BEGIN
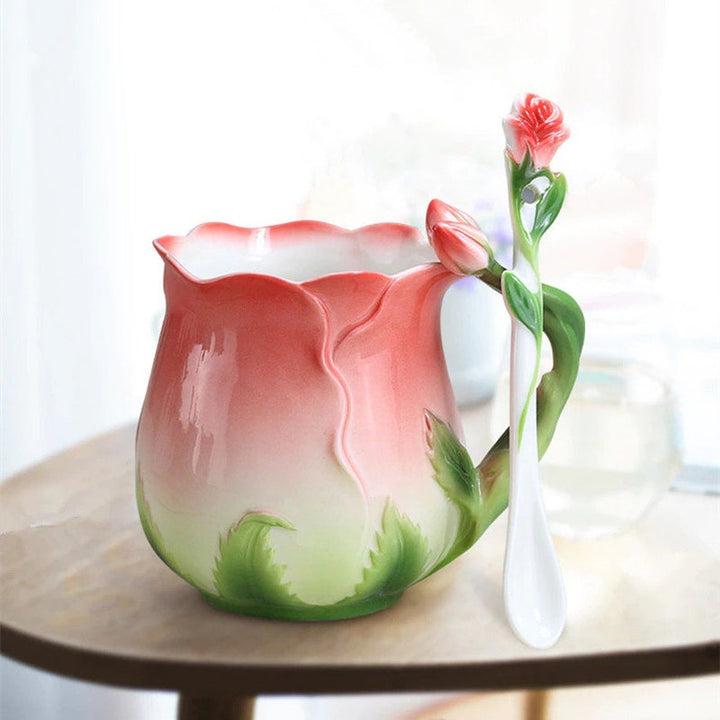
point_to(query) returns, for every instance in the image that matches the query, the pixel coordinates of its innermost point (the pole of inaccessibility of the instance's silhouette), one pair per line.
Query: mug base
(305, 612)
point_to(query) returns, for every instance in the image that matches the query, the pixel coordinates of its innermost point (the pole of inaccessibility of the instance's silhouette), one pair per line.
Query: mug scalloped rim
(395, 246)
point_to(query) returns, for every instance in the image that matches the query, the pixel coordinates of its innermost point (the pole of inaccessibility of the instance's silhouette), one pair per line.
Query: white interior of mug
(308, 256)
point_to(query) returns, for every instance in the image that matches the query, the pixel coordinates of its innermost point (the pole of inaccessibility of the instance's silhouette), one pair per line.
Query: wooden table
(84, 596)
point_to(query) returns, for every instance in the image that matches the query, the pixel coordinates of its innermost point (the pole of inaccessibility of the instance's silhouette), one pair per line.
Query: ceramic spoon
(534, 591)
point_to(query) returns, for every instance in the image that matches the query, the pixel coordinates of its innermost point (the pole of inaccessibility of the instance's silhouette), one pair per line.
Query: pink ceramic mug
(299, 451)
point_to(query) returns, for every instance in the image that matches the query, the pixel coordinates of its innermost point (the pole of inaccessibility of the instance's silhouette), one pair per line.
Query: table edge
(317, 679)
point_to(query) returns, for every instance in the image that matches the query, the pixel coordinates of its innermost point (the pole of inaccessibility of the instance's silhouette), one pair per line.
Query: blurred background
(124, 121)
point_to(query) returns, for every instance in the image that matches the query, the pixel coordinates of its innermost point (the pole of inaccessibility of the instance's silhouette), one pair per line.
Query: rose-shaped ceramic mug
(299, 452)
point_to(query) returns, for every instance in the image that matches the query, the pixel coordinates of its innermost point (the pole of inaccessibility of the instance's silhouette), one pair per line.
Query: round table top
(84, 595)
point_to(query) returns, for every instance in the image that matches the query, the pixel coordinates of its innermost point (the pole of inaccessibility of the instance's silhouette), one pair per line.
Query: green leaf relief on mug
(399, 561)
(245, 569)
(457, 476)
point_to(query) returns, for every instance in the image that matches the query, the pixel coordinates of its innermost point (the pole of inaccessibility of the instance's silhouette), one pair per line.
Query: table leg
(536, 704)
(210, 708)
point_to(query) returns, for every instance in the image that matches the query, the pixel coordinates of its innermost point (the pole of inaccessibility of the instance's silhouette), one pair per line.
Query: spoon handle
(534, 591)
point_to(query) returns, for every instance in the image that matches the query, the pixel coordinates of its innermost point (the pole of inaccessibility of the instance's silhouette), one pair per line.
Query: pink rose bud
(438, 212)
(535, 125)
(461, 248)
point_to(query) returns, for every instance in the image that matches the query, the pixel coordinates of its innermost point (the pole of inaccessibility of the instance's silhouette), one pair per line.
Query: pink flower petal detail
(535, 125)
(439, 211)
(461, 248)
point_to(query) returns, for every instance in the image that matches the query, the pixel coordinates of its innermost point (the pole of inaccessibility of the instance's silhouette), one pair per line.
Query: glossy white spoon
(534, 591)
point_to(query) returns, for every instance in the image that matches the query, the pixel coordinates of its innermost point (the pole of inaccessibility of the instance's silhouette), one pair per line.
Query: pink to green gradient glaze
END
How to complete this task
In your copy, repeat the records above exactly and include no images.

Solution for this exercise
point_to(query) returns, for every instance in the image that matches the query, the pixel coordinates of its innermost point (the pole of inaccessibility of the instance's silhouette), one pair per line.
Query: mug base
(305, 612)
point_to(query) returns, for every instance in the image that matches the query, the pixel coordinates of its innermost point (the pole of inaccessibility of the instance's silhouette), one pair per line.
Query: mug scalloped rim
(395, 246)
point_to(query) returns, for every instance in the image that matches the query, the pixel coordinates of its innermost point (the pole of inaccessibility of the instance's silhouette), one pair per line.
Query: white interior of mug
(308, 256)
point_to(query) returns, for every instance in the image that matches the query, the pixel coordinates of its innermost point (the pole of inaccessibility of the instance's silhouette), one pair per line.
Query: wooden table
(84, 596)
point_to(query) returns, for every instance in the image that matches the query, the pixel coordinates of its innermost point (the pole of inaccessibility of the instance's silhouette), one pair per line.
Query: ceramic spoon
(534, 591)
point_to(query) returns, for every instance in the image that matches the query, the pixel coordinates of its innermost point (the pole of inaccessibility of the instance's silhouette), one pair per line.
Query: pink ceramic mug
(299, 451)
point_to(query) returns, for every instance in the image that matches the query, the pixel coordinates of its innermost point (the pole of inaccessibility of the instance's silhouette), one pair per line.
Query: table edge
(317, 679)
point_to(query) returns, for every instance in the image that matches the query, the pixel coordinates of its innermost point (the pole of inaccessibility of the instance's silhouette), one pair per line.
Query: blurred background
(124, 121)
point_to(query) returns, for every instance in the image that matches the query, the pixel coordinates of its innermost point (the pole of inaccessibility of the instance's silhouette), one pair per line.
Query: rose-shaped ceramic mug
(299, 452)
point_to(query) returns, for every instance in the image that matches the query, the pixel coordinates of its innermost point (the pole of inaccessibility of the instance's silhouette), one pair per line.
Query: round table top
(84, 595)
point_to(query) returns, for every instance in the image that matches the query, the pixel coordinates of its innermost point (the pole of inaccessibility of the instance's silhouette), one pair per line.
Query: green leaf relief on mug
(399, 561)
(245, 569)
(457, 476)
point_to(query) returns, for every instance in the image that matches the query, the pixel coordinates of its innermost point (the pole of inaccessibility of the instance's silhouette), one pair per line.
Query: table leg
(536, 704)
(210, 708)
point_to(query) returns, for every instance in the image that matches the query, the pixel coordinates of its innermost point (the pole of inaccessibility of the instance's silhouette), one pair per line.
Query: spoon handle
(534, 591)
point_to(query) returns, for every instance in the image that matches the query, the pixel coordinates of its innermost point (the pole of inaccessibility of the instance's silhouette), one pair per line.
Query: pink rose bud
(438, 212)
(535, 125)
(461, 248)
point_to(query) returns, for every instance in the image that matches the query, the pixel coordinates of its innermost point (the pole of inaccessibility of the instance's silhouette), one pair per line.
Query: pink flower petal detail
(535, 125)
(439, 211)
(461, 248)
point_to(query) returns, for every instance in the image that matches the query, the pixel coordinates of its innermost point (the pole of inaccessibility of the instance's silhouette), one pair per line.
Query: glossy white spoon
(534, 591)
point_to(query) returns, for every instance in the image that matches the query, the pixel coordinates of its innermost point (the pole of inaccessibility of the instance's silhouette), one pair per line.
Query: pink to green gradient glaze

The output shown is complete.